------ Exercise material ------
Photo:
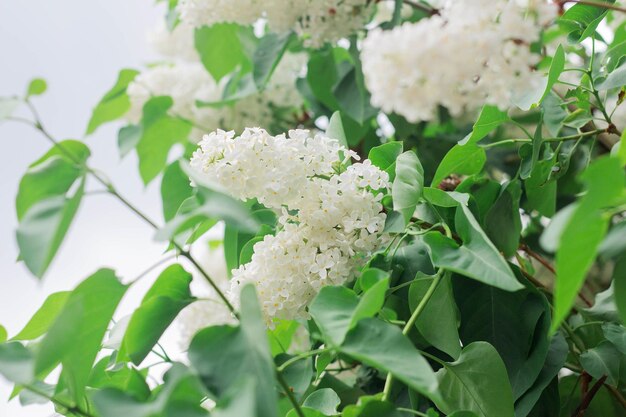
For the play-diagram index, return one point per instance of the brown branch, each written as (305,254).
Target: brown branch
(580,410)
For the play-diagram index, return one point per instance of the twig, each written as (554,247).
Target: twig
(580,410)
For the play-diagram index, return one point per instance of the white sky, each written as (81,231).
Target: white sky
(77,46)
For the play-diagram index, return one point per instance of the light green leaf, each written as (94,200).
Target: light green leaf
(115,102)
(324,400)
(52,175)
(175,189)
(477,258)
(43,227)
(222,355)
(164,300)
(408,185)
(477,382)
(36,87)
(44,317)
(489,119)
(335,129)
(462,160)
(384,157)
(160,131)
(616,79)
(75,337)
(384,347)
(221,49)
(438,322)
(16,363)
(268,54)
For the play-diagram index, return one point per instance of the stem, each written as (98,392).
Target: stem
(289,394)
(299,357)
(580,410)
(595,4)
(409,324)
(60,403)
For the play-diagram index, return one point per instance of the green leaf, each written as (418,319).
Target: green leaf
(16,363)
(36,87)
(41,321)
(159,133)
(605,359)
(335,129)
(584,231)
(324,400)
(221,48)
(223,355)
(214,203)
(515,324)
(477,258)
(75,337)
(616,79)
(7,106)
(556,69)
(268,54)
(179,395)
(52,175)
(489,119)
(438,322)
(476,382)
(175,189)
(384,347)
(581,20)
(619,281)
(384,157)
(115,102)
(127,139)
(504,215)
(337,309)
(164,300)
(408,185)
(557,353)
(43,227)
(462,160)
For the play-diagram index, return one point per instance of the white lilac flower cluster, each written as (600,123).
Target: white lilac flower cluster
(318,21)
(331,212)
(187,82)
(473,52)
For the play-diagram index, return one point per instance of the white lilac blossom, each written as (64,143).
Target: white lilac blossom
(318,21)
(472,53)
(188,83)
(331,212)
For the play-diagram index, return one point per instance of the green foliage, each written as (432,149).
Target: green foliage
(115,102)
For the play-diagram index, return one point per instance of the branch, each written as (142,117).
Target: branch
(580,410)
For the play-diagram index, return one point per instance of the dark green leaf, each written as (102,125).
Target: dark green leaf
(384,347)
(268,54)
(221,48)
(462,160)
(164,300)
(408,184)
(477,258)
(476,382)
(75,337)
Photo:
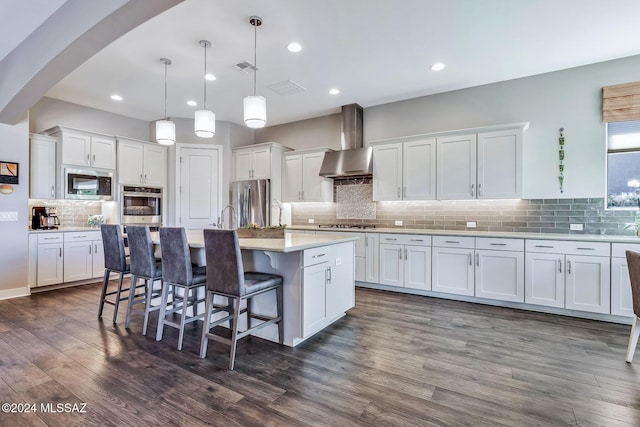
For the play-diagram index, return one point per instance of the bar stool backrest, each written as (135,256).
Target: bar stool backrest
(142,259)
(225,273)
(176,258)
(113,242)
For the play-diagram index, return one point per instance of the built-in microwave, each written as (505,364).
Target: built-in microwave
(87,184)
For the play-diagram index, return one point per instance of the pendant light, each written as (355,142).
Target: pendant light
(255,107)
(165,128)
(204,120)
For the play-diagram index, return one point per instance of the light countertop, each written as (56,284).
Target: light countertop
(471,233)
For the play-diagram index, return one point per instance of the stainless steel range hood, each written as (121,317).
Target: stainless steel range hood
(353,160)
------
> Exercise instructions:
Give back all entries exactly. No pictures belong in the copy.

> Solution for this problem:
Photo:
For the play-diagram index, return one point per instance of the brown branch, each written as (305,254).
Target: brown branch
(580,410)
For the play-diagram index, return one point per instance of the twig, each written as (554,247).
Target: twig
(580,410)
For the play-diagram index, return one point per instance of the white sky, each written as (81,231).
Target: white sky
(77,46)
For the play-diagram index, return one point per instance of the light green leaf, each written as (94,200).
Target: light green leaf
(115,102)
(324,400)
(52,175)
(175,189)
(477,258)
(43,227)
(222,355)
(164,300)
(408,185)
(477,382)
(36,87)
(44,317)
(489,119)
(335,129)
(462,160)
(384,157)
(160,131)
(616,79)
(75,337)
(384,347)
(221,49)
(438,322)
(16,363)
(268,54)
For the play-diagram index, return one point per instance of the stem, each written as (98,392).
Target: stem
(289,394)
(299,357)
(580,410)
(595,4)
(409,324)
(60,403)
For the play-diagram index, return one point per instance of the green leaf, each written as (418,319).
Target: green leaf
(16,363)
(36,87)
(41,321)
(159,133)
(605,359)
(335,129)
(584,231)
(324,400)
(221,48)
(223,355)
(214,203)
(515,324)
(477,258)
(75,337)
(616,79)
(7,106)
(556,69)
(268,54)
(179,395)
(52,175)
(489,119)
(438,322)
(476,382)
(175,189)
(384,347)
(581,20)
(619,281)
(384,157)
(115,102)
(127,139)
(504,215)
(337,309)
(164,300)
(408,185)
(557,353)
(43,227)
(462,160)
For the play-diagram index, return one point per instance of the white lilac flower cluster, each written as (600,123).
Target: white lilac flower cluster
(318,21)
(331,212)
(187,82)
(473,52)
For the play-diagram index, return one point per instance of the white lilac blossom, each written as (64,143).
Target: white lilac blossom
(318,21)
(472,53)
(188,83)
(331,212)
For the play-diagram index, return one point per instance of the green foliage, each written as (432,149).
Target: green foliage
(115,102)
For the play-diagram index, return one point per instance of the branch, each written as (142,117).
Target: branch
(580,410)
For the play-diagram index, return one point per instance of the dark green leaf, each written as (102,125).
Target: dark green leaf
(384,347)
(268,54)
(221,48)
(462,160)
(164,300)
(408,184)
(477,258)
(476,382)
(75,337)
Photo:
For the play-diagram index, return one point per instance of the bar stool backrest, each written as (135,256).
Target: bar stool backrest
(142,259)
(225,273)
(176,258)
(113,242)
For the play-diagram index, return one point per instance of the built-in microwave, each written as (505,364).
Target: built-in microwave
(87,184)
For the play-diagram index, return one point per instance of the pendant light, each written as (355,142).
Target: pendant light
(255,107)
(165,128)
(204,120)
For the play-diagram index, return one point per instance of the light countertop, each written as (56,284).
Target: light countertop
(471,233)
For the play-diagram index, return one point per instance of the stainless steel range hood, each written as (121,317).
Target: stainless steel range hood
(353,160)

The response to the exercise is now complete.